### Your goal
For each line below that includes the string "white", show the whole line.

Dataset content section start

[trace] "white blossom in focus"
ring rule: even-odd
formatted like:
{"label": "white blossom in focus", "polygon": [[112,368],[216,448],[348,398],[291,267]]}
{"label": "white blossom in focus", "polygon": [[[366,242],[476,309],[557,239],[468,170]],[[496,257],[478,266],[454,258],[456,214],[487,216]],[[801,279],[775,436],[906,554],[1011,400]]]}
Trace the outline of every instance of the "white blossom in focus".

Dataset content section end
Dataset content section start

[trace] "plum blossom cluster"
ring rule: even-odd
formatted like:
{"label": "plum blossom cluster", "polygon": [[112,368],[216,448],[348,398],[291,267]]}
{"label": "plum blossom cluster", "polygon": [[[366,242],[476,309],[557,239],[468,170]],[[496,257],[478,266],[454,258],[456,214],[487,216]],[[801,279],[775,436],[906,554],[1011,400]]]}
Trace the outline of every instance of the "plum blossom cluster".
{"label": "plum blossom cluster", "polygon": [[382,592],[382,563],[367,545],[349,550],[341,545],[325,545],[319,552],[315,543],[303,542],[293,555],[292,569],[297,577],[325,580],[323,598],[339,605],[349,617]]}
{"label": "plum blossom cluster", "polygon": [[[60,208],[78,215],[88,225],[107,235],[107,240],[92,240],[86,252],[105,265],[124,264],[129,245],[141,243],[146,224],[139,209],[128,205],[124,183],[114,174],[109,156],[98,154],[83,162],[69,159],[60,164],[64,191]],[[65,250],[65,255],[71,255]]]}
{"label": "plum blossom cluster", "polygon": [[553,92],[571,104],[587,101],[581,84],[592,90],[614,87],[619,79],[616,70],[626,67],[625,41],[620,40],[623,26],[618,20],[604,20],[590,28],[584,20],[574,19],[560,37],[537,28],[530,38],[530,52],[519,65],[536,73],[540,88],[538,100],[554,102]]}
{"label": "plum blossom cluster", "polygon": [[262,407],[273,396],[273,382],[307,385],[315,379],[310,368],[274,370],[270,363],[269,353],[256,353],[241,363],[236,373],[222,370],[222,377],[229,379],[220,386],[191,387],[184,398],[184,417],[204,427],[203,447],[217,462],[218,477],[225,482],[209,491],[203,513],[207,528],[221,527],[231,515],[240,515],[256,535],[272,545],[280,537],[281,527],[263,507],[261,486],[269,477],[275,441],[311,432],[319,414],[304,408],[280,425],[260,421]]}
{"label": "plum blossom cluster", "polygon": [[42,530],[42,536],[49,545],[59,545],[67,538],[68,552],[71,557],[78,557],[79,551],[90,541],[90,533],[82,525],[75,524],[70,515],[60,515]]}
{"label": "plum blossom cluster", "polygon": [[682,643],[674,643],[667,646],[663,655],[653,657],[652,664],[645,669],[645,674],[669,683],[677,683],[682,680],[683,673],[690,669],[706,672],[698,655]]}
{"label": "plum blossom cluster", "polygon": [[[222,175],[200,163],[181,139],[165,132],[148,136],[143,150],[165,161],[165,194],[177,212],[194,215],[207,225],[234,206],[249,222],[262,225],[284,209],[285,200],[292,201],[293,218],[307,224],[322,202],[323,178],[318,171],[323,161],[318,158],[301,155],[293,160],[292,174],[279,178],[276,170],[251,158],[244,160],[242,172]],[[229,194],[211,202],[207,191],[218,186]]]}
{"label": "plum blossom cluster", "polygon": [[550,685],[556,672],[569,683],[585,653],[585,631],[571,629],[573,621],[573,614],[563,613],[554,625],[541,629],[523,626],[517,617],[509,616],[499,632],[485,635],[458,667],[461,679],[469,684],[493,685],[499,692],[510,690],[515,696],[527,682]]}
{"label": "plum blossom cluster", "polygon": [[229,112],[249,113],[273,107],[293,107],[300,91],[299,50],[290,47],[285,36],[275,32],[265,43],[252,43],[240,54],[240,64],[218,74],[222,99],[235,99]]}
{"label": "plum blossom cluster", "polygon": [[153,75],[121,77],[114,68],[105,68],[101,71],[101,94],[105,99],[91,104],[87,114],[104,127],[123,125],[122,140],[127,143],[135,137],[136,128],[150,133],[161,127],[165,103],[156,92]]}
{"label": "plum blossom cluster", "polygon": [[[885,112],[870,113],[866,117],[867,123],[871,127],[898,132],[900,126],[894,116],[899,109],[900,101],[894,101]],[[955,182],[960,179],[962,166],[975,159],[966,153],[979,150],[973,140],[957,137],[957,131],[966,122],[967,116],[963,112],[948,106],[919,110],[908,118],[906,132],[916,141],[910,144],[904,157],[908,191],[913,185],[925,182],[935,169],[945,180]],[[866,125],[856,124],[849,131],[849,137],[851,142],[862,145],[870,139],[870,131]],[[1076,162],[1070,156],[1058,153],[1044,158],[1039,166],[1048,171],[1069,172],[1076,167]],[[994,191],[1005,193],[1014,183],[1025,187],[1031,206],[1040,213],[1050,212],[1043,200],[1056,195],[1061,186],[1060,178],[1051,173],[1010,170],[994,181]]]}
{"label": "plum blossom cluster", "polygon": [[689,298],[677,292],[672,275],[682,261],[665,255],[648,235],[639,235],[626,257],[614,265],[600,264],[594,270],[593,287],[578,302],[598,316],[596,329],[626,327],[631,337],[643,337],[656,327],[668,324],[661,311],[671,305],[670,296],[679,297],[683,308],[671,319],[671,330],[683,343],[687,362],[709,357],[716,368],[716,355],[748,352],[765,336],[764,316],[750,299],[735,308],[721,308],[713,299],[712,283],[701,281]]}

Dataset content section end

### Worked solution
[trace] "white blossom in focus"
{"label": "white blossom in focus", "polygon": [[112,368],[216,448],[348,398],[291,267]]}
{"label": "white blossom in focus", "polygon": [[[366,242],[476,309],[557,239],[468,170]],[[496,257],[478,266],[454,258],[456,214],[487,216]],[[801,279],[775,436],[906,554],[1011,400]]]}
Trace the outline of every instance of the "white blossom in focus".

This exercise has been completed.